A rânula é um termo utilizado para definir o cisto de extravasamento de muco, que ocorre no assoalho bucal. O termo é derivado da palavra rana, em latim, que significa rã. A similaridade clínica dessa lesão com a barriga de uma rã justifica essa associação.
Etiologia
A rânula se forma pelo acúmulo de muco ocasionado por obstrução ou trauma, levando ao extravasamento desse material para o tecido conjuntivo. Geralmente, a glândula sublingual é a mais afetada, porque apresenta secreção contínua. Isso faz com que, diante de um evento traumático ou obstrutivo, o cisto se forme rapidamente.
A anatomia da glândula sublingual é complexa. Ela é formada por várias glândulas, em especial do tipo mucosas, e se comunicam com a prega sublingual por meio de 8 a 20 ductos, chamados de Rivinus. Em alguns indivíduos, identificamos a presença de um ducto maior, denominado de Bartholin, que desemboca juntamente com o ducto excretor da submandibular na carúncula sublingual.

■ ENUNCIADO DA TAREFA
Transcreva, sem mudar nada, o trecho do texto sobre a rânula que começa em "A anatomia da" e segue até "na carúncula sublingual.".

■ MATERIAL FORNECIDO
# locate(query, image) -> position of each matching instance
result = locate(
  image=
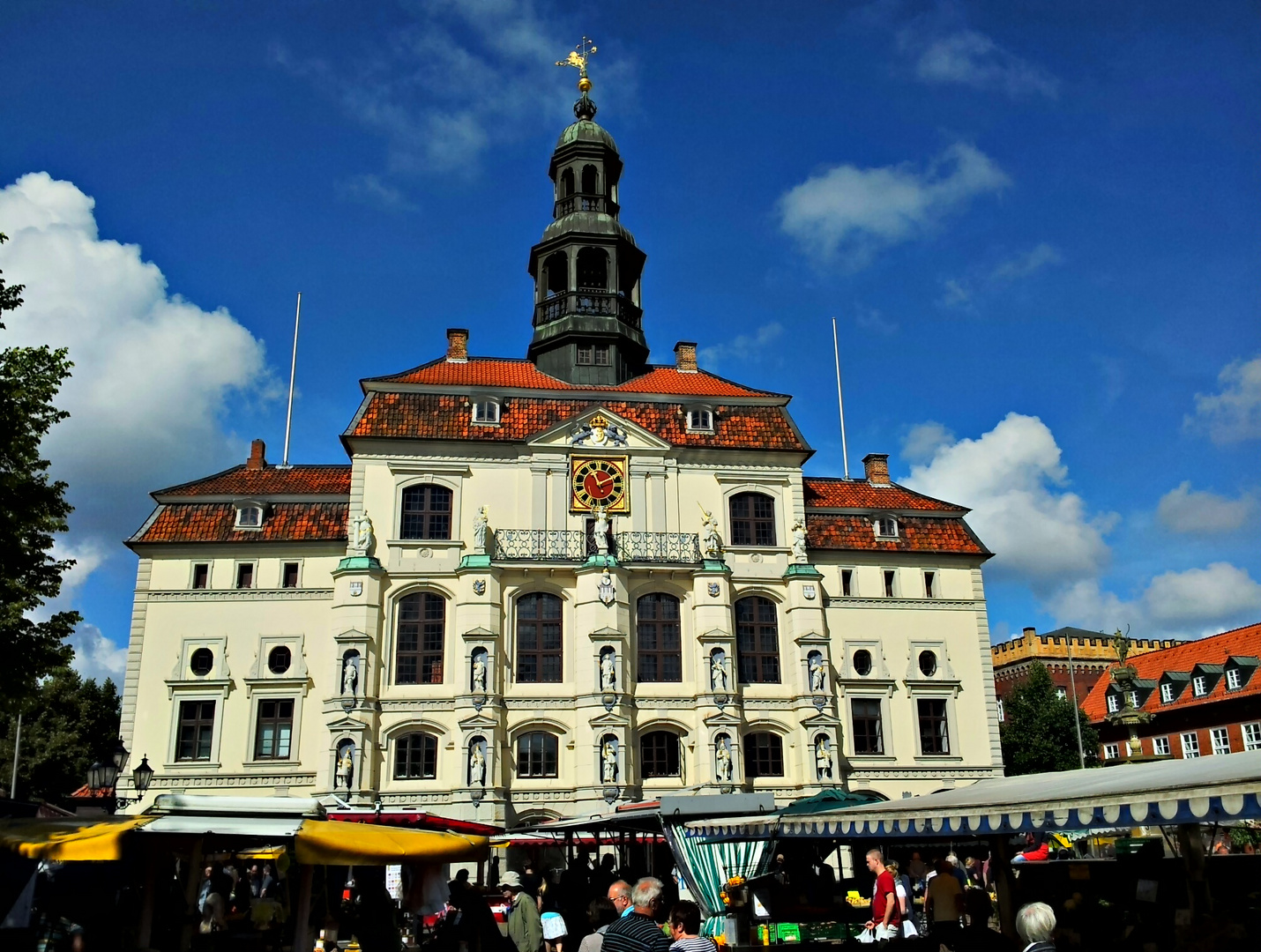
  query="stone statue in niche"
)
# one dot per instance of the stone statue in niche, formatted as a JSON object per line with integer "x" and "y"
{"x": 723, "y": 759}
{"x": 798, "y": 542}
{"x": 361, "y": 533}
{"x": 609, "y": 768}
{"x": 480, "y": 526}
{"x": 608, "y": 671}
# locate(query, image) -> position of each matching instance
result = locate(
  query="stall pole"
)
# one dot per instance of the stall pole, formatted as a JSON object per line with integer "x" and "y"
{"x": 302, "y": 923}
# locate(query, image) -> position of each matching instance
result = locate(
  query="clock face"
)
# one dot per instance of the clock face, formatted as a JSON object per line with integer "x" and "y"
{"x": 599, "y": 482}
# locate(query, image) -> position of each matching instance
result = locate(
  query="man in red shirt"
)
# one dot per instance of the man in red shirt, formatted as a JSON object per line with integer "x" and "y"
{"x": 885, "y": 919}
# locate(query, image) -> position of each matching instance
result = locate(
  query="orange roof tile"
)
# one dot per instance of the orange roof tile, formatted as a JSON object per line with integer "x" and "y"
{"x": 1214, "y": 650}
{"x": 832, "y": 494}
{"x": 442, "y": 416}
{"x": 915, "y": 533}
{"x": 214, "y": 522}
{"x": 521, "y": 374}
{"x": 331, "y": 480}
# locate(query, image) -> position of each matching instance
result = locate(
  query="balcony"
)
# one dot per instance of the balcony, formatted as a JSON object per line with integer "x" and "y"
{"x": 607, "y": 304}
{"x": 546, "y": 545}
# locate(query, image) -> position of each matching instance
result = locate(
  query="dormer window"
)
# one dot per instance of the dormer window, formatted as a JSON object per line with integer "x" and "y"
{"x": 486, "y": 410}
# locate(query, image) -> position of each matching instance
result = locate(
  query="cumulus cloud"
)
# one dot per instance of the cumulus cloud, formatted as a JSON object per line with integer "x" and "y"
{"x": 1203, "y": 513}
{"x": 851, "y": 213}
{"x": 1232, "y": 415}
{"x": 1013, "y": 480}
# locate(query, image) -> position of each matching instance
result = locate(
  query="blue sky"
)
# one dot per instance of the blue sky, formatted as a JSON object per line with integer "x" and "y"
{"x": 1035, "y": 223}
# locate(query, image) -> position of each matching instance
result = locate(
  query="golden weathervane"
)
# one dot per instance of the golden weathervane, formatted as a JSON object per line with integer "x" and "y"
{"x": 577, "y": 58}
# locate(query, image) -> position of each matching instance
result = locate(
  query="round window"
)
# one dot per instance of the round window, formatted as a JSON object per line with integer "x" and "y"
{"x": 862, "y": 662}
{"x": 279, "y": 658}
{"x": 927, "y": 664}
{"x": 202, "y": 662}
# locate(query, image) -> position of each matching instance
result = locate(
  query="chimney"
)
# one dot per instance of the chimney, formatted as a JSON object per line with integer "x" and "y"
{"x": 685, "y": 357}
{"x": 257, "y": 450}
{"x": 877, "y": 465}
{"x": 457, "y": 346}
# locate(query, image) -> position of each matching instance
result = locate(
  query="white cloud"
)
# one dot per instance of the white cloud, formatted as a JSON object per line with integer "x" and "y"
{"x": 1205, "y": 513}
{"x": 96, "y": 656}
{"x": 1011, "y": 478}
{"x": 855, "y": 212}
{"x": 971, "y": 58}
{"x": 1235, "y": 413}
{"x": 742, "y": 347}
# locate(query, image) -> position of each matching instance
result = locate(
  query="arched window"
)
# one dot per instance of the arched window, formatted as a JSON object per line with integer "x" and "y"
{"x": 539, "y": 638}
{"x": 422, "y": 628}
{"x": 757, "y": 641}
{"x": 763, "y": 755}
{"x": 536, "y": 755}
{"x": 659, "y": 755}
{"x": 753, "y": 520}
{"x": 593, "y": 269}
{"x": 427, "y": 512}
{"x": 659, "y": 638}
{"x": 416, "y": 756}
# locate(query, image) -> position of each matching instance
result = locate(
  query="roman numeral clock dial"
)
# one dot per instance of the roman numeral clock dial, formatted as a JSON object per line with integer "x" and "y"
{"x": 599, "y": 482}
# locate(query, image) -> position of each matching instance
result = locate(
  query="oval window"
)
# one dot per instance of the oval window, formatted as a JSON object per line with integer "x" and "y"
{"x": 202, "y": 662}
{"x": 927, "y": 664}
{"x": 279, "y": 659}
{"x": 862, "y": 662}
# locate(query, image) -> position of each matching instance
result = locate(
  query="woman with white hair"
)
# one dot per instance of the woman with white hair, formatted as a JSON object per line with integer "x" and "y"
{"x": 1035, "y": 923}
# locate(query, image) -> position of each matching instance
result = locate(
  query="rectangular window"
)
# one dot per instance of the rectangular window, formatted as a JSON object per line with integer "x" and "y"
{"x": 1252, "y": 737}
{"x": 933, "y": 730}
{"x": 1190, "y": 744}
{"x": 275, "y": 729}
{"x": 868, "y": 734}
{"x": 196, "y": 730}
{"x": 1220, "y": 739}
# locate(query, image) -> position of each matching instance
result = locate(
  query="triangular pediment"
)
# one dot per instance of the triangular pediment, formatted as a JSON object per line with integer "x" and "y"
{"x": 621, "y": 435}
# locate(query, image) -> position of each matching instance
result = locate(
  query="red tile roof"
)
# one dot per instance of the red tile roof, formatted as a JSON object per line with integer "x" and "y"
{"x": 1214, "y": 650}
{"x": 830, "y": 494}
{"x": 333, "y": 480}
{"x": 915, "y": 533}
{"x": 214, "y": 522}
{"x": 521, "y": 374}
{"x": 440, "y": 416}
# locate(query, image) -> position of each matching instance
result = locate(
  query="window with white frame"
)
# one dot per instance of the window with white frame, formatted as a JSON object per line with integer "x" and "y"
{"x": 1252, "y": 737}
{"x": 1190, "y": 744}
{"x": 1220, "y": 739}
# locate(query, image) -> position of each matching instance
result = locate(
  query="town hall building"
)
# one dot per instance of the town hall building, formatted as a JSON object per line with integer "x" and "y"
{"x": 546, "y": 585}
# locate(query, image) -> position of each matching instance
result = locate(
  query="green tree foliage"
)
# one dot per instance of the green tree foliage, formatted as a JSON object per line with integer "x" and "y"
{"x": 70, "y": 724}
{"x": 32, "y": 509}
{"x": 1038, "y": 734}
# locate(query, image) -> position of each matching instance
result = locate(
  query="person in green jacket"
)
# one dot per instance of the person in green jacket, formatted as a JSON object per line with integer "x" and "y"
{"x": 525, "y": 926}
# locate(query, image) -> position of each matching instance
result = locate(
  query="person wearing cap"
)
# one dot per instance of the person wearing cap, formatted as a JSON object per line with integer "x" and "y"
{"x": 525, "y": 926}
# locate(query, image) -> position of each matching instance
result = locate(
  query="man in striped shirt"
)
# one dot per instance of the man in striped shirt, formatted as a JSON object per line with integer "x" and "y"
{"x": 638, "y": 931}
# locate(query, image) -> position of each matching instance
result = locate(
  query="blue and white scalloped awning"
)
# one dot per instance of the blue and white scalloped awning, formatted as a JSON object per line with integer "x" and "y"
{"x": 1168, "y": 792}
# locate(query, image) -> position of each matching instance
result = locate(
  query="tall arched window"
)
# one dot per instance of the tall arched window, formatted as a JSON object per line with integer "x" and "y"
{"x": 416, "y": 756}
{"x": 539, "y": 638}
{"x": 659, "y": 755}
{"x": 657, "y": 630}
{"x": 763, "y": 755}
{"x": 427, "y": 512}
{"x": 593, "y": 269}
{"x": 753, "y": 520}
{"x": 757, "y": 641}
{"x": 422, "y": 629}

■ RESULTADO DA TAREFA
A anatomia da glândula sublingual é complexa. Ela é formada por várias glândulas, em especial do tipo mucosas, e se comunicam com a prega sublingual por meio de 8 a 20 ductos, chamados de Rivinus. Em alguns indivíduos, identificamos a presença de um ducto maior, denominado de Bartholin, que desemboca juntamente com o ducto excretor da submandibular na carúncula sublingual.